#### [Document section]
=== Begin Enclosure ===
This reasoning is flawed in many ways. One is the widely disputed concept of “mental age” that is often used as a rationale for growth attenuation. As philosopher Eva Kittay — whose daughter Sesha, now in her 40s, was born with severe disabilities — observes: “You have to think about your family changing. You will have other needs. They will have other needs.” Even people with the most significant disabilities grow and develop. To attribute to someone a mental age of six months is to assume that person will never evolve. But to live in a 40-year-old body, as does Kittay’s daughter Sesha, is to be altered by decades of experience that cannot be accounted for by mental age. Not only will the child be a different person in middle age, but so will their parents, and no medical treatment can change that.
Another error is the troubling conviction among proponents of growth attenuation that children like Ashley are unaware of what is being done to them. History is full of cases of people who were deemed irredeemably incapable because they were unable to communicate. But new technologies for communication and detection of brain activity are constantly being developed. Take the case of Ruth Sienckiewcz-Mercer, who became completely paralyzed and unable to communicate after a bout of encephalitis at age five. Doctors diagnosed her as an “imbecile,” and she was confined to an institution where neglect and abuse were rampant. Eventually, new staff discovered she could communicate by moving her eyes, revealing previously unrecognized depth of intelligence and understanding. Her remarkable story is told in the memoir, I Raise My Eyes to Say Yes.
=== End Enclosure ===
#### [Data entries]
=== Begin Enclosure ===
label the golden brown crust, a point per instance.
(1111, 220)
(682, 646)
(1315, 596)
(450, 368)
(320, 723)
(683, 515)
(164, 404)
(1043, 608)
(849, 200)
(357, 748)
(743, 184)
=== End Enclosure ===
#### [Complete the following]
1. Answer these questions from the passage on growth attenuation:
(a) How old is Eva Kittay's daughter Sesha now?
(b) At what age did Ruth Sienckiewcz-Mercer have the bout of encephalitis?
(c) What is the title of the memoir that tells her story?
2. Set down the passage on growth attenuation word for word, from "This reasoning is" up to and including "can change that.".
3. Please continue the passage on growth attenuation from where it stops.

#### [Written responses]
1.
(a) She is in her 40s.
(b) She was five.
(c) I Raise My Eyes to Say Yes

2.
This reasoning is flawed in many ways. One is the widely disputed concept of “mental age” that is often used as a rationale for growth attenuation. As philosopher Eva Kittay — whose daughter Sesha, now in her 40s, was born with severe disabilities — observes: “You have to think about your family changing. You will have other needs. They will have other needs.” Even people with the most significant disabilities grow and develop. To attribute to someone a mental age of six months is to assume that person will never evolve. But to live in a 40-year-old body, as does Kittay’s daughter Sesha, is to be altered by decades of experience that cannot be accounted for by mental age. Not only will the child be a different person in middle age, but so will their parents, and no medical treatment can change that.

3.
But does growth attenuation truly merit our censure, given that the procedure is extremely rare and so controversial that few doctors agree to perform it? Beyond their dire consequences for the individuals involved, these treatments matter because they reveal a logic that forecloses the future for so many children with disabilities who, the story goes, can look forward only to suffering and limitation. Don’t get me wrong: There is nothing wrong with being a janitor or a bagger at a supermarket. I wouldn’t be sorry if Henry ended up with one of these jobs, as long as he is treated with kindness and respect. Nor am I arguing against planning for the security and well-being of a dependent who may need lifelong care. But when we are too quick to imagine that this is a child’s entire horizon of possibility, we deny the possibility of an open future.
One of my favorite memories of Henry’s babyhood also involves flawed thinking about the future, this time my own. I confessed to one of his therapists that I had become a Down syndrome stalker. When I saw adults with Down syndrome, I would sometimes follow them in the hope of catching a glimpse into my son’s future. “I doubt that,” she laughed. “Henry’s future is going to be completely different. With all the therapy he’s getting, and the educational opportunities available today, who knows what he’ll be able to do?” I’m grateful to her for pointing out my mistake. Without knowing how different his future will be, as Henry’s parent it is my job to make sure her question remains open.